Given request: Reproduce each line of the material below verbatim, from first to last, without changing anything.

***** Dataset records *****

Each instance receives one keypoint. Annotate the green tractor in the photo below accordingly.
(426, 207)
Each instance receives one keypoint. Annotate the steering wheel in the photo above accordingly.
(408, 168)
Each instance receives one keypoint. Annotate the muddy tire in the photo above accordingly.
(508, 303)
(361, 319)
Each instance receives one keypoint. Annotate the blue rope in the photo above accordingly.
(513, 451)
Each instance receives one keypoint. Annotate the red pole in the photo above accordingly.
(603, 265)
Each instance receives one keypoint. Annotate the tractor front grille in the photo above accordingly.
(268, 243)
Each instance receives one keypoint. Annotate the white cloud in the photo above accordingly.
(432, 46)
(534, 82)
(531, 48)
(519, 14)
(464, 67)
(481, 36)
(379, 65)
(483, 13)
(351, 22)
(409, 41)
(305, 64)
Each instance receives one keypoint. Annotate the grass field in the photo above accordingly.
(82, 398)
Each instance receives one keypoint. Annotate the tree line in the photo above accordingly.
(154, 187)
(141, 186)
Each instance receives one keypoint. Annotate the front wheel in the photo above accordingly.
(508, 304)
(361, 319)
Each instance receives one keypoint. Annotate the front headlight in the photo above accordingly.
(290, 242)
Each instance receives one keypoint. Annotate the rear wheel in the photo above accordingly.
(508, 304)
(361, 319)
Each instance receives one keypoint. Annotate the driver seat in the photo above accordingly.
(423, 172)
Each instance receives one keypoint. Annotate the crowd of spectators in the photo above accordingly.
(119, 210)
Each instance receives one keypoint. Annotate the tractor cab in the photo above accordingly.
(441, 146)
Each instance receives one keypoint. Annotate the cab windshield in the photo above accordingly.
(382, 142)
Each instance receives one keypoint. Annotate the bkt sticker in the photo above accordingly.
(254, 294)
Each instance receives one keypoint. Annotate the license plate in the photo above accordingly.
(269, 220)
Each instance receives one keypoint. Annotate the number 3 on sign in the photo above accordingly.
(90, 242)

*****

Expected output:
Each instance receives one keypoint. Annotate the green tractor in the photo below accordingly.
(426, 207)
Each instance receives one keypoint. Annotate the steering wheel in the photo above accordingly.
(408, 168)
Each instance receives one keypoint. Annotate the muddy tire in the photo above accordingly.
(508, 303)
(361, 319)
Each instance receives one keypoint. Annotate the blue rope in the photo above accordingly.
(513, 451)
Each instance receives one keypoint. Annotate the red pole in the photo above accordingly.
(603, 265)
Each instance receives one keypoint. Annotate the tractor front grille in the photo above accordingly.
(268, 243)
Each instance receives one keypoint. Annotate the white cloud in the photo above accordingly.
(432, 46)
(534, 82)
(531, 48)
(519, 14)
(464, 67)
(481, 36)
(379, 65)
(483, 13)
(351, 22)
(409, 41)
(305, 64)
Each instance receives one keypoint. Annotate the grass field in the photo above accordingly.
(82, 398)
Each instance receives one keypoint. Annotate the tree line in the photo above accordingly.
(154, 187)
(141, 186)
Each instance receives one keypoint. Annotate the front wheel in the photo above accordingly.
(508, 304)
(361, 319)
Each instance receives one keypoint. Annotate the front headlight in the photo above accordingly.
(290, 242)
Each instance receives one keypoint. Annotate the rear wheel in the photo above accordingly.
(508, 304)
(361, 319)
Each instance receives one keypoint. Annotate the driver seat in the photo above accordingly.
(423, 172)
Each instance receives one keypoint. Annotate the crowd of spectators in the photo above accordingly.
(119, 210)
Each instance receives one keypoint. Annotate the tractor cab in the photo above accordingly.
(441, 146)
Each instance receives one keypoint. Annotate the cab windshield in the photo above accordingly.
(382, 142)
Each instance receives one keypoint. Annotate the bkt sticker in the photo above accordingly.
(254, 294)
Each instance receives one keypoint. Annotate the license plate in the photo above accordingly.
(269, 220)
Each instance receives one keypoint. Annotate the number 3 on sign in the photo above accordingly.
(90, 242)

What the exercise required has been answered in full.